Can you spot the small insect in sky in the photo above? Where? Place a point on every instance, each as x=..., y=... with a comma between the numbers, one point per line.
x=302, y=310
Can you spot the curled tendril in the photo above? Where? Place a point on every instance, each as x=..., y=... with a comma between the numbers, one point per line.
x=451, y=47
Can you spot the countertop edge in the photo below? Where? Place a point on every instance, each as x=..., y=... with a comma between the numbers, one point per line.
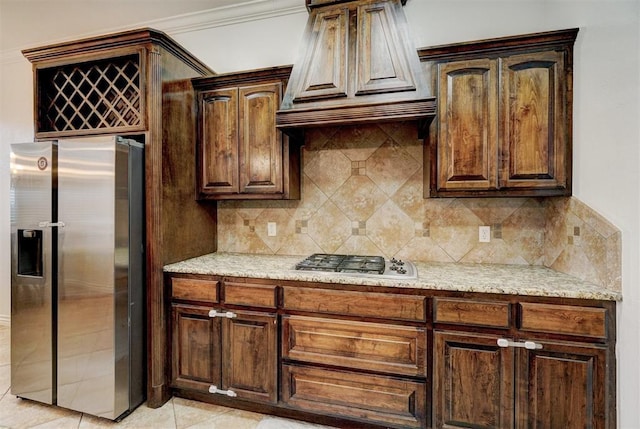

--

*TASK DETAILS*.
What the task needs is the material above repeated exactly, pictures excepted.

*SOLUTION*.
Can you spot the small insect in sky in the photo above? Where? Place a point on every instance, each as x=..., y=... with a comma between the numbers, one point per line.
x=302, y=310
Can you spot the curled tendril in the photo above? Where? Place a point on every instance, each as x=..., y=... with a comma between the numbers, one point per line.
x=451, y=47
Can you spot the countertop edge in the photo below? Where? Place a point on every instance, each as x=..., y=... with a comma between the numbers, one point per line.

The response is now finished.